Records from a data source

*****

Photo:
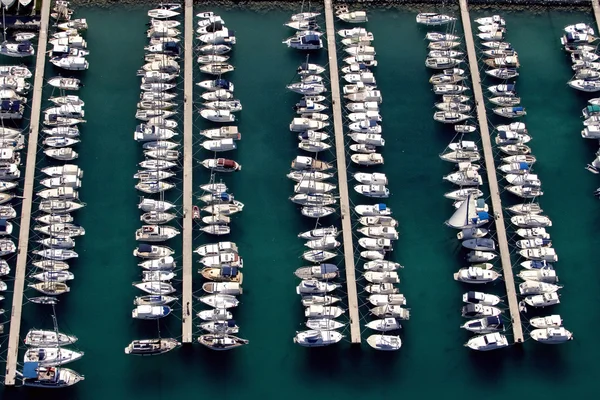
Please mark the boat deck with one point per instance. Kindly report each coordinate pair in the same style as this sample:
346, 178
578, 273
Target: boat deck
490, 167
188, 154
338, 128
32, 142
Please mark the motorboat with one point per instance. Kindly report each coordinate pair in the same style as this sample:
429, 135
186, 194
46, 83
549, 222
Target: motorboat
443, 45
438, 37
382, 288
313, 286
317, 256
384, 324
381, 265
479, 311
530, 221
476, 275
215, 249
490, 341
387, 299
440, 63
385, 342
354, 17
391, 311
151, 347
372, 210
551, 321
50, 288
317, 338
305, 40
481, 298
385, 232
434, 19
221, 165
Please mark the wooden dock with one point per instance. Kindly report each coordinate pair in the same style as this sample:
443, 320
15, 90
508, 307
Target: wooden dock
32, 141
490, 167
340, 153
188, 155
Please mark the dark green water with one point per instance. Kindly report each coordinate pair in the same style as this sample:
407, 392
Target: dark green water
98, 308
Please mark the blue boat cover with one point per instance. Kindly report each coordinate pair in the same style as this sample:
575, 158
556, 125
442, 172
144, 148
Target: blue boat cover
30, 369
145, 248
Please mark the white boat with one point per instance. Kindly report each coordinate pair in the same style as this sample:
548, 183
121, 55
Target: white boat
387, 299
440, 63
490, 341
480, 256
313, 286
367, 159
476, 275
391, 311
314, 338
551, 335
372, 210
542, 300
305, 40
381, 265
385, 342
376, 191
385, 232
65, 83
17, 50
155, 288
384, 324
551, 321
354, 17
480, 298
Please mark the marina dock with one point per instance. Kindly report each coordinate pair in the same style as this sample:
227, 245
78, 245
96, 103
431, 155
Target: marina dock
338, 128
490, 167
188, 190
32, 142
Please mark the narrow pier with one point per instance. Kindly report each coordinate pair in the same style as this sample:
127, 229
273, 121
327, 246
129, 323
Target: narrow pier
490, 167
340, 153
32, 141
188, 155
596, 6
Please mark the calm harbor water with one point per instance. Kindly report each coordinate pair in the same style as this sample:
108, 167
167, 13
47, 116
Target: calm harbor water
98, 308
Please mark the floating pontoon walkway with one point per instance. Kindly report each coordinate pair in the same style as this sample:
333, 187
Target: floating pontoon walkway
188, 131
32, 141
490, 166
338, 128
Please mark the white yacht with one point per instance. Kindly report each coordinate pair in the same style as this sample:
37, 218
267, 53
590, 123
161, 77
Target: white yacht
551, 335
313, 338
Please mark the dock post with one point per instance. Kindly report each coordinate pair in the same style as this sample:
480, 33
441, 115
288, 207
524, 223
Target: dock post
188, 190
340, 153
490, 167
19, 283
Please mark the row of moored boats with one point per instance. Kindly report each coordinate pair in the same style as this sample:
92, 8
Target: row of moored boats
221, 263
157, 133
377, 228
58, 232
314, 192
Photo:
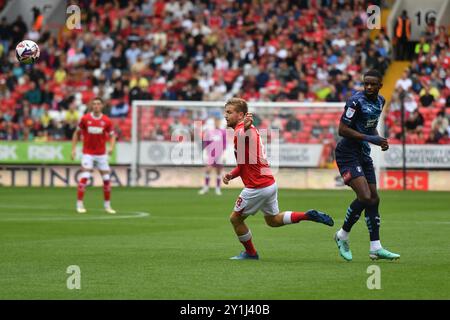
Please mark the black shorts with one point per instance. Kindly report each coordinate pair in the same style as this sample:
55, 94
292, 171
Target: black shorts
352, 166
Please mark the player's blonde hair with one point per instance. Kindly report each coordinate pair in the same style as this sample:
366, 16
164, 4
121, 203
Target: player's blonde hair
239, 104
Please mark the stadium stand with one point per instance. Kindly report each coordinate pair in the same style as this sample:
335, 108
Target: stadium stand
209, 50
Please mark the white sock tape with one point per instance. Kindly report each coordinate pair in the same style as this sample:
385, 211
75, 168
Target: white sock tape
287, 217
246, 236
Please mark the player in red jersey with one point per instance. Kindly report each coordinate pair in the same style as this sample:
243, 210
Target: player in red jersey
260, 192
96, 129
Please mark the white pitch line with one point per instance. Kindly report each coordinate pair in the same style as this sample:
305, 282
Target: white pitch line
81, 217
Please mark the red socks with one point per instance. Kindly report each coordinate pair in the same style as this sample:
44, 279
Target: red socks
81, 188
107, 189
294, 217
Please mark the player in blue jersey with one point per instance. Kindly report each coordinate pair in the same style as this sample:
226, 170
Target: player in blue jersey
358, 127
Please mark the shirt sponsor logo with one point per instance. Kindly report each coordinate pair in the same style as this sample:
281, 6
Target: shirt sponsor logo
95, 130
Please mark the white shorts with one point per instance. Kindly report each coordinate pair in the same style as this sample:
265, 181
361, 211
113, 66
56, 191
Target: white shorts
101, 162
250, 201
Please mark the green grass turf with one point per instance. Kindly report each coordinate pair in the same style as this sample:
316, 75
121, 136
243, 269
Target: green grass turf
181, 250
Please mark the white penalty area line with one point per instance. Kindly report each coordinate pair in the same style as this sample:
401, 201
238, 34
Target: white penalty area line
73, 217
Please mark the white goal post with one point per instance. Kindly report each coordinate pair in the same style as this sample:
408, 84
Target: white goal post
255, 107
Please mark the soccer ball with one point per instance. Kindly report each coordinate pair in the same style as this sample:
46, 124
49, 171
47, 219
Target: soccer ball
27, 52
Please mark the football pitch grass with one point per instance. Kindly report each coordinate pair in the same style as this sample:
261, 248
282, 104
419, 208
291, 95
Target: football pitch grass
175, 244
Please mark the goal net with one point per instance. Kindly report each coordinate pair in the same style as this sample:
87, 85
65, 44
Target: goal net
295, 134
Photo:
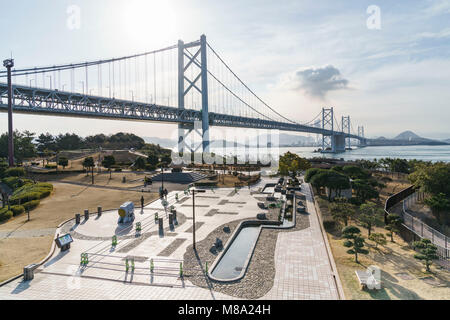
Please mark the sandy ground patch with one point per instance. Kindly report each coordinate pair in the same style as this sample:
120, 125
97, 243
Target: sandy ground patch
65, 201
403, 277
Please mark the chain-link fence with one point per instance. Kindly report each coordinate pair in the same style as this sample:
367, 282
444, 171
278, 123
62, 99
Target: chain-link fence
423, 230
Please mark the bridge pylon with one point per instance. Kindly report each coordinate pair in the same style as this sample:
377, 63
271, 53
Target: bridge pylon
186, 61
362, 142
346, 126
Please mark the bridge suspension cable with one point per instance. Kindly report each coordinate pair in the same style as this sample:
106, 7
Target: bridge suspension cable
20, 72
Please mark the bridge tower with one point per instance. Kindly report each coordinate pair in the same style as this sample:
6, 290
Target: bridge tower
185, 84
327, 124
8, 64
362, 142
346, 125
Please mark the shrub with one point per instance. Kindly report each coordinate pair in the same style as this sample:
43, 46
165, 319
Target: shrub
18, 209
31, 204
45, 185
329, 224
14, 172
16, 182
44, 194
24, 197
5, 214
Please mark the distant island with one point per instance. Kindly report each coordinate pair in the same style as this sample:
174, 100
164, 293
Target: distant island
406, 138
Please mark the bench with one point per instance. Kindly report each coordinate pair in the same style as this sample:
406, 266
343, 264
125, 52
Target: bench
367, 280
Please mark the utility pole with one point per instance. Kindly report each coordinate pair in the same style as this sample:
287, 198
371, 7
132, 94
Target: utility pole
193, 191
8, 64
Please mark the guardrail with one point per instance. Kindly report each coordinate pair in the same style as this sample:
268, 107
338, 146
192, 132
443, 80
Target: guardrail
423, 230
415, 225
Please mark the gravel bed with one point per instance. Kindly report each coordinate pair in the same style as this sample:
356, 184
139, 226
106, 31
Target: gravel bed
260, 274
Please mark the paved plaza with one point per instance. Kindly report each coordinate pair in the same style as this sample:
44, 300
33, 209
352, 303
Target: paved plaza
302, 267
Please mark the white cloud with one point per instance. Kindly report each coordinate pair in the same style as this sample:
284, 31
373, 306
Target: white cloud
317, 82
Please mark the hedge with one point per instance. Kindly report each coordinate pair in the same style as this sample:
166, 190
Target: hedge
16, 182
5, 214
25, 197
17, 210
14, 172
31, 204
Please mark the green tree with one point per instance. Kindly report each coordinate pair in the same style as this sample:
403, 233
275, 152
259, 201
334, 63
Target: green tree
336, 182
89, 163
68, 142
341, 211
310, 173
354, 241
364, 190
370, 215
355, 172
433, 179
378, 238
427, 252
23, 145
46, 142
140, 163
291, 163
108, 162
393, 225
63, 161
440, 205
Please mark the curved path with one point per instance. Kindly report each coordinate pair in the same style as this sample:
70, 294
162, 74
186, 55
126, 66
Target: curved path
303, 269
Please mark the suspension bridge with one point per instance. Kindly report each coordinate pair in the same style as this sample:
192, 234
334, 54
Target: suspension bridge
181, 84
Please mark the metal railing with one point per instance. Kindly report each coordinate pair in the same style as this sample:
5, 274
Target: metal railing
423, 230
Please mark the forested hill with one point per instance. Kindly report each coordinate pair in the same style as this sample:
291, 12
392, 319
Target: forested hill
27, 145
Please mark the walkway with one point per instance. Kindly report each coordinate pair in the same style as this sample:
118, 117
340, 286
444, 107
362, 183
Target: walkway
303, 270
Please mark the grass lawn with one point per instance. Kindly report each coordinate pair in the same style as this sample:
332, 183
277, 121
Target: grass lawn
402, 276
65, 201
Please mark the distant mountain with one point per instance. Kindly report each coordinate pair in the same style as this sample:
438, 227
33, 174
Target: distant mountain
409, 136
163, 142
404, 139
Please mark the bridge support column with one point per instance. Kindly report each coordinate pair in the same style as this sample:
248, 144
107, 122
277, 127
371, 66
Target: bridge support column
8, 64
181, 131
192, 60
338, 143
205, 114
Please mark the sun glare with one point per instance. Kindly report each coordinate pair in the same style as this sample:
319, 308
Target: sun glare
149, 21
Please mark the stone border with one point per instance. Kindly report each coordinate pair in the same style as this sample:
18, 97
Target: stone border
337, 279
52, 249
260, 276
262, 224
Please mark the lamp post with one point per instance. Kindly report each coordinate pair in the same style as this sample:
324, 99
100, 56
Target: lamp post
194, 191
162, 177
8, 64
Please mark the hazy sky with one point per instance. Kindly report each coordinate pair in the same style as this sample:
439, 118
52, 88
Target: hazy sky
298, 55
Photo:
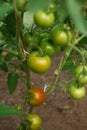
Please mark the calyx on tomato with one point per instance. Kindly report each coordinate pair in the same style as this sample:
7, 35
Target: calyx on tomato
48, 47
44, 19
81, 74
77, 92
38, 64
61, 35
35, 96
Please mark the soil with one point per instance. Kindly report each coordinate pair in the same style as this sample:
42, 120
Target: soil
60, 112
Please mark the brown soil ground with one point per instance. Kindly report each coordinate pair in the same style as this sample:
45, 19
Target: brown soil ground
60, 111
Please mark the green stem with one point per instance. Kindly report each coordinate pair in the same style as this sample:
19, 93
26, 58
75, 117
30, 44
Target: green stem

*****

## [THE TASK]
Set apart and copy each line of the records that holds the word "stem".

## [RESPONSE AREA]
Please mark the green stem with one point per instance. Kindly report each coordinate pair in the same style as this sample:
Target: green stem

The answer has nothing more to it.